-- Supplied data --

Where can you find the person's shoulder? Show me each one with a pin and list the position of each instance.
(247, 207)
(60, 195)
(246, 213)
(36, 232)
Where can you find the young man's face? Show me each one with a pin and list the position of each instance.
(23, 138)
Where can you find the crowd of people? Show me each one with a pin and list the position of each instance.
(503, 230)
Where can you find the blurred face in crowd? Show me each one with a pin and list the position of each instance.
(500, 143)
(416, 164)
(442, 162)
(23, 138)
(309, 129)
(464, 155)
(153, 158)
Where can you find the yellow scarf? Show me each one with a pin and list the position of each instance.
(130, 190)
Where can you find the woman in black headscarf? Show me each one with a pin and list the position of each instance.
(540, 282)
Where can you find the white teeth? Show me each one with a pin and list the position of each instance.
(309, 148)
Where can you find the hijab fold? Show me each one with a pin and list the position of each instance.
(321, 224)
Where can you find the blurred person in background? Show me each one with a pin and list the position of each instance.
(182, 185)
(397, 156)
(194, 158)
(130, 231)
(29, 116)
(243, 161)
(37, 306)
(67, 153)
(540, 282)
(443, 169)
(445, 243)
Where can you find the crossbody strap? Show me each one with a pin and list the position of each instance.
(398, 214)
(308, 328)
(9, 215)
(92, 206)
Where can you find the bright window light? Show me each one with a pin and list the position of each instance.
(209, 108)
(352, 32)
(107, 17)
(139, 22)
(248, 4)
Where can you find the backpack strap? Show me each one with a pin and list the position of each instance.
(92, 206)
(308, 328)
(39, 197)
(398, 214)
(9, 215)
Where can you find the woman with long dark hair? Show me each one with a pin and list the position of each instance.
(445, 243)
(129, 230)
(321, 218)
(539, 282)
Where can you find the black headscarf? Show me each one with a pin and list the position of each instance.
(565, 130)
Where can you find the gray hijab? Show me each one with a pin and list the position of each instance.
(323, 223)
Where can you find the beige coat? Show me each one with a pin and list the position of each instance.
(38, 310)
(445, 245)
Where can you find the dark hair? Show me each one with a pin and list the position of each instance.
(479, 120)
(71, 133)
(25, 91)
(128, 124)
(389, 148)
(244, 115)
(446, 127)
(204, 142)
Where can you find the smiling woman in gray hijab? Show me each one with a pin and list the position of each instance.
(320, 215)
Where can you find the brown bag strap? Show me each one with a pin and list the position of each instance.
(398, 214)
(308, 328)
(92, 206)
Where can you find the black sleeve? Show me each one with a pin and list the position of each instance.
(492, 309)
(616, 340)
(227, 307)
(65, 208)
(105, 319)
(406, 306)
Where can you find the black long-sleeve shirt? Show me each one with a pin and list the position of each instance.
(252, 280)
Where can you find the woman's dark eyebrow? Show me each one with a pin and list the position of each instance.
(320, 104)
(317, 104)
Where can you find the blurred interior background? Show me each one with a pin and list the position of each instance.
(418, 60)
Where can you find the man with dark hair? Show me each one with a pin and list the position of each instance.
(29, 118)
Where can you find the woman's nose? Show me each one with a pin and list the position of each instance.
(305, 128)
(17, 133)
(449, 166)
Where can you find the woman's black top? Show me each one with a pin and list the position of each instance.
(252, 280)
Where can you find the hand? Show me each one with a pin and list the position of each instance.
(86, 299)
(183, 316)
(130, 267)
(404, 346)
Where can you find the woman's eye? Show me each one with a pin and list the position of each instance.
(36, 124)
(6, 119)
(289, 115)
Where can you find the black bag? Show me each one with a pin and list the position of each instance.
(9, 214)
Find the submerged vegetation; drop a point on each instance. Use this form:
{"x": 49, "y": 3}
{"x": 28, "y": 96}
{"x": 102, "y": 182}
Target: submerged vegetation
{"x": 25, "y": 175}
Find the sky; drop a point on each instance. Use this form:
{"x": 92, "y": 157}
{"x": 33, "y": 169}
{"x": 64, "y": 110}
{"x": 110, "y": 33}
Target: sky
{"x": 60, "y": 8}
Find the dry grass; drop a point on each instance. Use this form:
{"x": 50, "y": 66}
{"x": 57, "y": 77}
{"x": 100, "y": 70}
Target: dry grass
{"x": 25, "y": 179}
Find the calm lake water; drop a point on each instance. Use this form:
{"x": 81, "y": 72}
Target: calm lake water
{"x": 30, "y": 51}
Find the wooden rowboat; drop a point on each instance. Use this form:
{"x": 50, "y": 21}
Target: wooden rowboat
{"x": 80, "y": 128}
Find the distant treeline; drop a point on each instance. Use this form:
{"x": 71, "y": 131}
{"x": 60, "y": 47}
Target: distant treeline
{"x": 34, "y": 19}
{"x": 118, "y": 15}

-- To do --
All records are to be written out exactly.

-- Task answer --
Where can you find the person's shoulder? Show me each one with a pin and list the position of each instance.
(247, 207)
(60, 195)
(246, 213)
(36, 232)
Where can you find the young man's face? Show me each one with a pin and list the position of each instance.
(23, 138)
Where can you find the crowd of people? Show me each one with a pin and list the position of each instance.
(503, 230)
Where can you find the blurred face in crowd? Show me each one with a pin and list the position of each instance.
(500, 143)
(416, 164)
(442, 162)
(23, 138)
(309, 129)
(464, 155)
(153, 158)
Where can you find the yellow scarf? Show me each one with a pin and list the position of each instance.
(130, 190)
Where can you find the woman in black headscarf? Show me each one with a pin and list the position of each instance.
(540, 282)
Where can you find the white teeth? Show me each one with a pin and list the position of each instance.
(309, 148)
Where can you find the hijab fold? Show me each one with a pin and list the position of each instance.
(321, 224)
Where can you find the blurred person in background? Show me each one with a pin and list the position of each instance.
(182, 185)
(397, 156)
(194, 158)
(130, 231)
(29, 116)
(243, 161)
(37, 306)
(67, 153)
(540, 282)
(443, 169)
(445, 243)
Where can you find the crossbody strap? Show me each one with a pin and list the position of each instance.
(398, 214)
(308, 328)
(9, 215)
(92, 206)
Where can you find the bright window light? Show me each one with a pin and list the position of each instance.
(209, 108)
(352, 32)
(107, 17)
(139, 22)
(248, 4)
Where can you find the backpack strap? Show me each one with a pin and list the position of each instance.
(92, 206)
(308, 328)
(39, 197)
(398, 214)
(9, 215)
Where can you find the woman with long dark hair? Show me each one with a pin and list the position of each instance.
(445, 243)
(129, 230)
(321, 218)
(539, 282)
Where can you find the black headscarf? Show me each one with a pin and list the position of each instance.
(565, 130)
Where can you find the gray hijab? Show me each one with a pin and list the position of each instance.
(323, 223)
Where can you find the beige coat? Show me each one with a pin and list the position of each instance.
(38, 310)
(445, 245)
Where can you find the dark hair? Show me each one with a pin and list the position of each instance.
(479, 120)
(71, 133)
(25, 91)
(128, 124)
(389, 148)
(244, 115)
(446, 127)
(204, 142)
Where can you find the smiling woman in gray hijab? Show me each one with a pin and list the position of each instance.
(320, 215)
Where can you find the brown bag strap? Show me each one with a pin and list the position of each instance.
(398, 214)
(308, 328)
(92, 206)
Where can you find the black sleeve? Show me each one with a pin and list the position of each instance.
(492, 309)
(616, 340)
(227, 307)
(65, 208)
(105, 319)
(406, 306)
Where can you find the black long-sleeve shirt? Show me each one with a pin and list the position of each instance.
(252, 280)
Where can you find the woman's dark eyebrow? Show me each one with a pin and list the position of each instance.
(320, 104)
(317, 104)
Where can you find the blurred interior background? Show me each one with a pin and list the position of each instance.
(418, 60)
Where can you find the man with dark hair? Show me each one with a pin and list the position of each instance.
(29, 118)
Where can you find the woman's nose? Show me each one with a pin and list the position of each instance.
(305, 128)
(17, 133)
(449, 166)
Where can you find the woman's black top? Show me each one with a pin and list the position of each instance.
(252, 280)
Where can you find the hand? Show me each one with a pin and list the position of each instance.
(86, 299)
(183, 316)
(130, 267)
(404, 346)
Where can you find the woman's eye? Show me each one with a pin and list the position of each instance.
(36, 124)
(6, 119)
(289, 115)
Where can you find the black bag? Show me each one with a pin and list the position of each instance.
(9, 214)
Find the submerged vegetation; drop a point on each instance. Use this form:
{"x": 49, "y": 3}
{"x": 28, "y": 96}
{"x": 102, "y": 182}
Target: submerged vegetation
{"x": 25, "y": 175}
Find the sky; drop a point on each instance. Use this form:
{"x": 92, "y": 157}
{"x": 33, "y": 169}
{"x": 64, "y": 110}
{"x": 110, "y": 33}
Target: sky
{"x": 60, "y": 8}
Find the dry grass; drop a point on each instance. Use this form:
{"x": 50, "y": 66}
{"x": 57, "y": 77}
{"x": 100, "y": 70}
Target: dry grass
{"x": 25, "y": 179}
Find the calm lake water; drop a point on each instance. Use this form:
{"x": 81, "y": 72}
Target: calm lake water
{"x": 30, "y": 51}
Find the wooden rowboat; drop a point on each instance. Use this form:
{"x": 50, "y": 21}
Target: wooden rowboat
{"x": 80, "y": 128}
Find the distant treeline; drop a point on each instance. Use this form:
{"x": 71, "y": 131}
{"x": 60, "y": 47}
Target: distant treeline
{"x": 34, "y": 19}
{"x": 118, "y": 15}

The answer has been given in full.